*** EXCERPTED DATA
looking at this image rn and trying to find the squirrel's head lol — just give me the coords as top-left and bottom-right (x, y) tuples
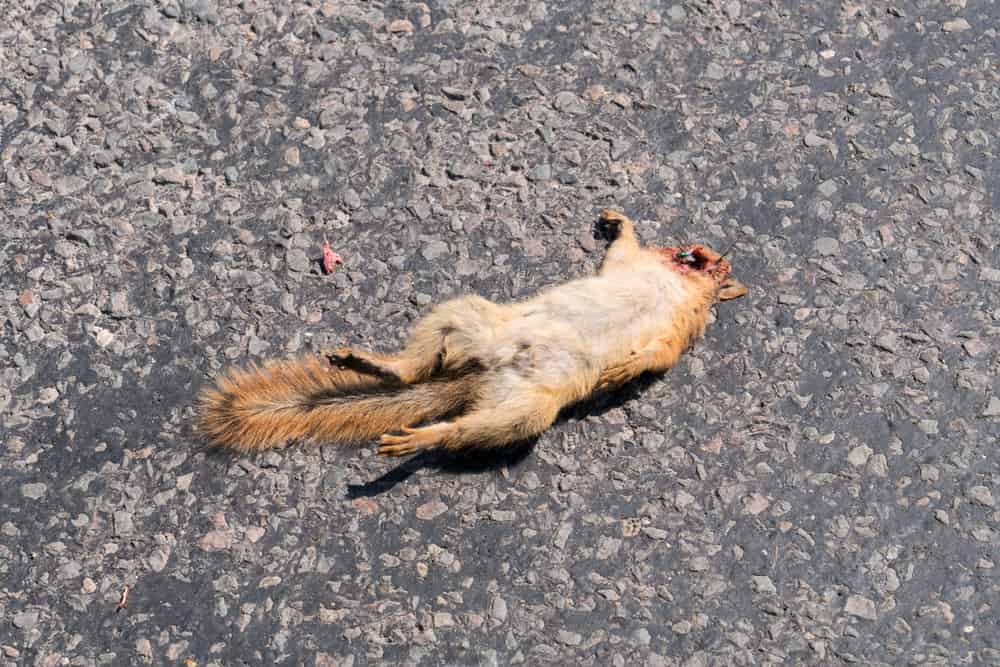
(657, 244), (748, 302)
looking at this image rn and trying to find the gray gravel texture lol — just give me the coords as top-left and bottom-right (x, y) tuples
(2, 0), (999, 665)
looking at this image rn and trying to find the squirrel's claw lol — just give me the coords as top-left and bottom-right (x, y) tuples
(378, 442), (419, 457)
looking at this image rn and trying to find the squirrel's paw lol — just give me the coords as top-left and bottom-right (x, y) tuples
(596, 357), (642, 391)
(325, 347), (363, 365)
(326, 348), (403, 382)
(595, 209), (634, 242)
(378, 426), (440, 457)
(324, 347), (355, 365)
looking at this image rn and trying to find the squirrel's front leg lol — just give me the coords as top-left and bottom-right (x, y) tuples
(595, 336), (688, 391)
(598, 209), (642, 272)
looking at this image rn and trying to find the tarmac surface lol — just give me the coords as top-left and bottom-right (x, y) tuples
(2, 1), (999, 665)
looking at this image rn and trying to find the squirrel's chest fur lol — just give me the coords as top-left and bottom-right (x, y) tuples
(467, 258), (709, 388)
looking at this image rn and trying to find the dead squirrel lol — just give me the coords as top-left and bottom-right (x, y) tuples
(198, 210), (747, 457)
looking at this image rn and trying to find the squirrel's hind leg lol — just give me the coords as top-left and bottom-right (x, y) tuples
(378, 390), (561, 457)
(325, 321), (456, 384)
(333, 296), (499, 384)
(325, 348), (411, 382)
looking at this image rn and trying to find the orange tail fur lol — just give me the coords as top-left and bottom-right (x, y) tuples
(197, 356), (477, 452)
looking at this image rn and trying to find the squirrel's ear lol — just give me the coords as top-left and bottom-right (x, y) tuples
(717, 279), (748, 301)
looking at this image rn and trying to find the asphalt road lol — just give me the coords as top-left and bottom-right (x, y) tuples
(2, 1), (999, 665)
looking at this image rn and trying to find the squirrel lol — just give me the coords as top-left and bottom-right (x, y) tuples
(197, 210), (748, 458)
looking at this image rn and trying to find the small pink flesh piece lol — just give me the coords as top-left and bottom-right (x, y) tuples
(322, 240), (343, 274)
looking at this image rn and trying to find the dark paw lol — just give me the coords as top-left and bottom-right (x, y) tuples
(594, 217), (621, 242)
(325, 348), (358, 368)
(325, 349), (396, 379)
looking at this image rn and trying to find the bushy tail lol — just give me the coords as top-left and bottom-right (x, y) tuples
(197, 356), (477, 452)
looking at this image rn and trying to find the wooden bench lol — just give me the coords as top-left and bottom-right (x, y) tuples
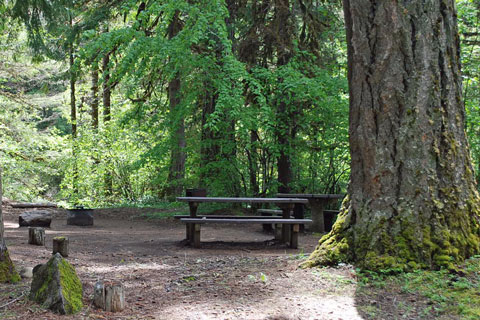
(256, 209), (283, 231)
(179, 218), (312, 249)
(176, 197), (309, 248)
(174, 215), (287, 219)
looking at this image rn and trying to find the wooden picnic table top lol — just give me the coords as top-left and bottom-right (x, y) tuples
(277, 193), (345, 200)
(176, 197), (309, 204)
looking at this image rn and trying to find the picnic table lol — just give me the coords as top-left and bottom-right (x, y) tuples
(176, 197), (310, 248)
(277, 193), (345, 233)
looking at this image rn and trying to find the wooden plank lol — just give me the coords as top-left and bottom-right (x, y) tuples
(176, 197), (309, 204)
(174, 215), (286, 219)
(257, 209), (282, 214)
(11, 202), (57, 208)
(179, 218), (312, 224)
(277, 193), (345, 200)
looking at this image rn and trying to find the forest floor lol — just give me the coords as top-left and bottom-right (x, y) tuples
(1, 205), (478, 320)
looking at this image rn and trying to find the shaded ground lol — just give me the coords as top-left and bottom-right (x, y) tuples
(3, 205), (477, 319)
(1, 206), (360, 320)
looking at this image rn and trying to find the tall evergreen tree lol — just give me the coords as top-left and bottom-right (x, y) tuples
(304, 0), (480, 270)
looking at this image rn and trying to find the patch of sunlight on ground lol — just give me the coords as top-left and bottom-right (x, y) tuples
(156, 292), (362, 320)
(83, 262), (174, 274)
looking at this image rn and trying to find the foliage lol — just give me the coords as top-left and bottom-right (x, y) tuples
(0, 0), (477, 209)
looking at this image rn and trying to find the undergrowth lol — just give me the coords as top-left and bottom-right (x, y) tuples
(356, 255), (480, 319)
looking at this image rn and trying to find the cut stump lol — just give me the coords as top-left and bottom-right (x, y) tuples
(53, 237), (69, 257)
(94, 281), (125, 312)
(28, 227), (45, 246)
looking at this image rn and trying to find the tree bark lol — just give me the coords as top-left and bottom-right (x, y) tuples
(305, 0), (480, 270)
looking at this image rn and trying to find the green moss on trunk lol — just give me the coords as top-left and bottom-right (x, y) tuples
(0, 247), (20, 283)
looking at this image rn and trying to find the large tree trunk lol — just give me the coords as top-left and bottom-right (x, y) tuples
(304, 0), (480, 270)
(166, 12), (186, 198)
(0, 168), (20, 283)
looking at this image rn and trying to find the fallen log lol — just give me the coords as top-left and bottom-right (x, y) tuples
(11, 202), (57, 208)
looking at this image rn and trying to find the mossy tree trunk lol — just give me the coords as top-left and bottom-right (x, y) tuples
(304, 0), (480, 271)
(0, 167), (20, 283)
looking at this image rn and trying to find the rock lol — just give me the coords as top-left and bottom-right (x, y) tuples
(19, 210), (52, 227)
(20, 267), (33, 279)
(29, 253), (83, 314)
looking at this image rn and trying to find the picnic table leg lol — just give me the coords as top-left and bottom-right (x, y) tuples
(274, 224), (282, 240)
(290, 224), (299, 249)
(293, 203), (305, 232)
(310, 199), (326, 233)
(187, 202), (199, 242)
(280, 203), (294, 244)
(193, 224), (201, 248)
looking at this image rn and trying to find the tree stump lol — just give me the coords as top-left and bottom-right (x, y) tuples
(28, 227), (45, 246)
(94, 281), (125, 312)
(52, 237), (69, 257)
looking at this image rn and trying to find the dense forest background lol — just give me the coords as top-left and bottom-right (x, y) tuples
(0, 0), (479, 207)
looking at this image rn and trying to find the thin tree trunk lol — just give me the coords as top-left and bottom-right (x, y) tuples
(70, 43), (78, 199)
(199, 87), (219, 187)
(305, 0), (480, 270)
(102, 51), (113, 196)
(91, 64), (99, 130)
(166, 12), (185, 198)
(275, 0), (294, 193)
(249, 130), (260, 196)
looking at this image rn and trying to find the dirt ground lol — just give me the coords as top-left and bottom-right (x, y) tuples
(1, 206), (362, 320)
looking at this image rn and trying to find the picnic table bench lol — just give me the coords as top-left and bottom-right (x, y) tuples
(176, 197), (310, 248)
(277, 193), (345, 233)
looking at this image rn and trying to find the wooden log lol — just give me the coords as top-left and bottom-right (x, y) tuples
(11, 202), (57, 208)
(28, 227), (45, 246)
(94, 281), (125, 312)
(52, 237), (69, 257)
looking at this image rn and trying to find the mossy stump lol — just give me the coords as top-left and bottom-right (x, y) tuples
(29, 253), (83, 314)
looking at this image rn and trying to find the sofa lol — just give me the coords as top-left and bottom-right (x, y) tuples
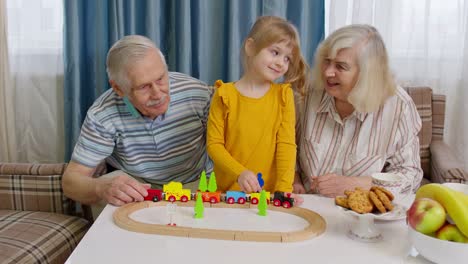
(0, 163), (90, 264)
(405, 86), (467, 184)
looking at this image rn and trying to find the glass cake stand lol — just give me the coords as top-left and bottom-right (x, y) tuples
(336, 204), (407, 242)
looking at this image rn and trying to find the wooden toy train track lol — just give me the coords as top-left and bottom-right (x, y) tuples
(114, 201), (326, 242)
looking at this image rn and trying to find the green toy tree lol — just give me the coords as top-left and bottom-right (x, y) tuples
(194, 192), (204, 219)
(198, 171), (208, 192)
(258, 190), (267, 216)
(207, 172), (218, 192)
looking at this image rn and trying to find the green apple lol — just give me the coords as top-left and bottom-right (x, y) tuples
(407, 198), (446, 234)
(436, 224), (468, 243)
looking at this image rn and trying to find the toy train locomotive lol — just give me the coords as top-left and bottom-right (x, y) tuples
(144, 181), (295, 208)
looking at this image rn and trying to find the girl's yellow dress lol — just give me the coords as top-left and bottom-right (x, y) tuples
(207, 80), (296, 192)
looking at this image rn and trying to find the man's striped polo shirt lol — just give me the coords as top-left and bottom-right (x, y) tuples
(71, 72), (213, 184)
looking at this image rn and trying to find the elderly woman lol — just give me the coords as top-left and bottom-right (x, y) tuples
(294, 24), (423, 197)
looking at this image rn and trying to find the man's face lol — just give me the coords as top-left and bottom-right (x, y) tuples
(116, 49), (170, 120)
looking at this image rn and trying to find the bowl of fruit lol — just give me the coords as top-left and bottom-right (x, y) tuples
(407, 183), (468, 264)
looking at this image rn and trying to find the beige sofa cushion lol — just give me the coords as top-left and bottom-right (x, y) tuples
(0, 210), (88, 264)
(0, 163), (89, 264)
(404, 87), (433, 177)
(0, 163), (75, 214)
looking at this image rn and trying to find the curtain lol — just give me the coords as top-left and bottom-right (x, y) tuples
(3, 0), (63, 163)
(326, 0), (468, 171)
(63, 0), (325, 159)
(0, 0), (16, 162)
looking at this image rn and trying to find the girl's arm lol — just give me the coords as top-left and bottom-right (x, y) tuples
(274, 85), (297, 192)
(206, 89), (246, 186)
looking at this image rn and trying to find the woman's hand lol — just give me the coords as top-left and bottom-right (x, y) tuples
(238, 170), (262, 193)
(311, 174), (372, 197)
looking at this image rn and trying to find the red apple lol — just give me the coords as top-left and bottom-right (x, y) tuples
(407, 198), (446, 234)
(436, 224), (468, 243)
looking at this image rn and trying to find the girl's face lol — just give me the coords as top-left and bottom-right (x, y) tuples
(250, 41), (292, 82)
(321, 47), (359, 102)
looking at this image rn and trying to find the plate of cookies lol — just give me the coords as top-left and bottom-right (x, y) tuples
(335, 186), (407, 221)
(334, 186), (407, 242)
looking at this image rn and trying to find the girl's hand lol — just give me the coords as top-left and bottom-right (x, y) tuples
(238, 170), (262, 193)
(290, 193), (304, 206)
(293, 180), (306, 194)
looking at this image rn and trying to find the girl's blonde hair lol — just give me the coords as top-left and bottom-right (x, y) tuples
(312, 24), (396, 113)
(241, 16), (309, 96)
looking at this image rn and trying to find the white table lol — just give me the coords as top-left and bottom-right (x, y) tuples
(66, 195), (431, 264)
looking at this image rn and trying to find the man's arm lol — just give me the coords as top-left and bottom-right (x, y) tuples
(62, 161), (101, 204)
(62, 161), (149, 206)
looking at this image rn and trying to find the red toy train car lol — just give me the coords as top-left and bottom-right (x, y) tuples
(144, 189), (164, 202)
(272, 192), (294, 208)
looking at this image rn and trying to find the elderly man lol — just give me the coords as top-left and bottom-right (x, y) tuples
(62, 35), (213, 212)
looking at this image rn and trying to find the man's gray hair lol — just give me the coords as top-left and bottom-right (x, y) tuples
(106, 35), (167, 91)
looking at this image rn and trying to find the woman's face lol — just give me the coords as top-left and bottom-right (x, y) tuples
(321, 47), (359, 102)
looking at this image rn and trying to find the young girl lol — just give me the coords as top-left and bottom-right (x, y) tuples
(207, 16), (308, 203)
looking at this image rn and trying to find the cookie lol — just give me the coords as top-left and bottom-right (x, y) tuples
(347, 188), (373, 214)
(374, 189), (394, 211)
(369, 191), (387, 213)
(335, 196), (349, 209)
(371, 186), (394, 201)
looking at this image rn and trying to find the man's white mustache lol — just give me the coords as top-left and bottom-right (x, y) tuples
(146, 96), (167, 107)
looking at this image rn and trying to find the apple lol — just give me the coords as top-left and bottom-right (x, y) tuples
(436, 224), (468, 243)
(407, 198), (446, 234)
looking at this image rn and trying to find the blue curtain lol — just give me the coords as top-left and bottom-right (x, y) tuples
(63, 0), (324, 159)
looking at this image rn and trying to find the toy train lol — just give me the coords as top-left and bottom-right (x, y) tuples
(143, 181), (295, 208)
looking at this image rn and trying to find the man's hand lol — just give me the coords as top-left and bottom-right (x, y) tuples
(238, 170), (262, 193)
(95, 175), (151, 206)
(311, 173), (372, 198)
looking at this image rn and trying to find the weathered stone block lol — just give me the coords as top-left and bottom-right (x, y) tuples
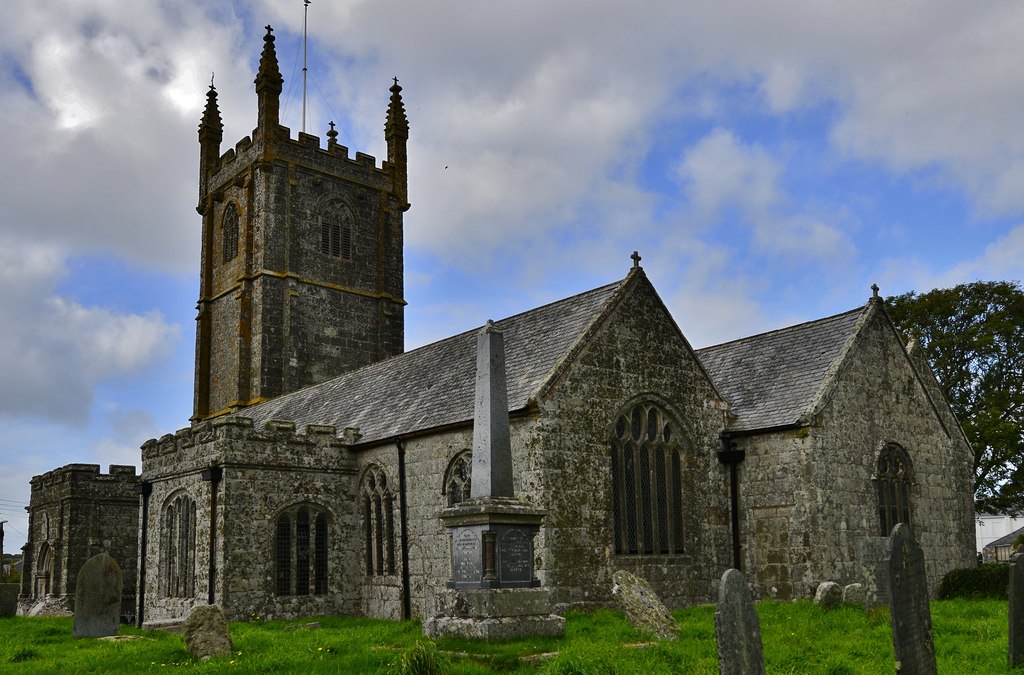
(183, 604), (233, 660)
(814, 581), (842, 610)
(611, 570), (678, 640)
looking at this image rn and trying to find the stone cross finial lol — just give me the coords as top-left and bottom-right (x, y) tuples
(631, 251), (642, 268)
(470, 320), (514, 499)
(872, 283), (880, 298)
******
AIM OF THE EXERCISE> The line containing "looking at this image rn and trying to find the stone" and every line after it, up to and including the last line of the records, should be reproduced exactly, with nothing else.

RESPONSE>
looking at this image rn and trying to find the stone cross finial lol — just give me the coords as top-left and bottom-right (x, y) tuples
(631, 251), (642, 268)
(470, 320), (514, 499)
(872, 283), (880, 298)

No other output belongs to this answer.